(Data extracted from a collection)
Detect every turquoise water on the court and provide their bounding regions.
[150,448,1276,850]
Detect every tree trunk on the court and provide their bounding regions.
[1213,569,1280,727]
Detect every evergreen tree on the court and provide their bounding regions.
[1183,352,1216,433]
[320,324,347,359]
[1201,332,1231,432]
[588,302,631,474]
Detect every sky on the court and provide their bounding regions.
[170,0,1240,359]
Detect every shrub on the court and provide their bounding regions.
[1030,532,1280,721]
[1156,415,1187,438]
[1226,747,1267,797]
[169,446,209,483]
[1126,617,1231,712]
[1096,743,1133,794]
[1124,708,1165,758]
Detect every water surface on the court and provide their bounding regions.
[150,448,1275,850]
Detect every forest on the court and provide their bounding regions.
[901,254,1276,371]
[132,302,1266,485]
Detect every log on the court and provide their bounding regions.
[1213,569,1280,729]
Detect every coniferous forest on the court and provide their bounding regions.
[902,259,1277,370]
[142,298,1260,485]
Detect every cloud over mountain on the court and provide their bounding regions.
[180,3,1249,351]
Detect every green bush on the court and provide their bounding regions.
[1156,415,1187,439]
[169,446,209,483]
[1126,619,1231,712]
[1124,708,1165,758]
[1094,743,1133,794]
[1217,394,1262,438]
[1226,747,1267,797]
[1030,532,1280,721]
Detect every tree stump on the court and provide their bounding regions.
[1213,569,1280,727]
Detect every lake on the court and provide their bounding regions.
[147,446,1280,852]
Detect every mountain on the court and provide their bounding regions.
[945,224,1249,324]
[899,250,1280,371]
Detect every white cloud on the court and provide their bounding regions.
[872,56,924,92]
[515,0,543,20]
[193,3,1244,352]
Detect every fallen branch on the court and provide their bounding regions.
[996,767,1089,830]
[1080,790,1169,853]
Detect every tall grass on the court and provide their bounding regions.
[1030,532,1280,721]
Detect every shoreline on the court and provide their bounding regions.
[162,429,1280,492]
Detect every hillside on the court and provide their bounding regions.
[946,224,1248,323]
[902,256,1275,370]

* * *

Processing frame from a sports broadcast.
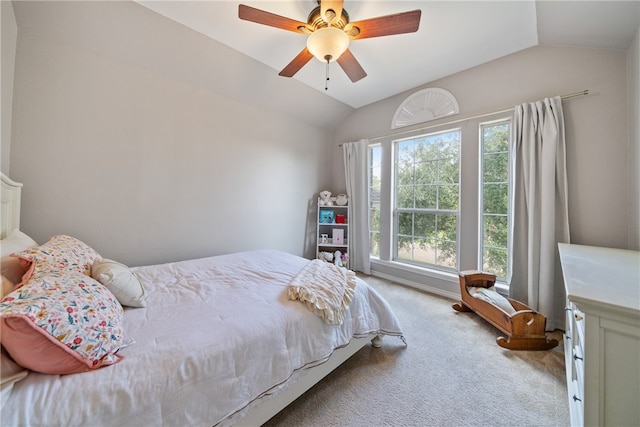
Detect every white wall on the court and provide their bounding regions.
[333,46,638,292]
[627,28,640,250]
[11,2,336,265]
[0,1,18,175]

What is being asked:
Identify each line of the entries above that contains the word "mountain", and copy those lines in full.

Solution for this problem:
Detect every cloud over mountain on the court and provide their bounding regions.
Detect every mountain on the court and provide their bounding regions.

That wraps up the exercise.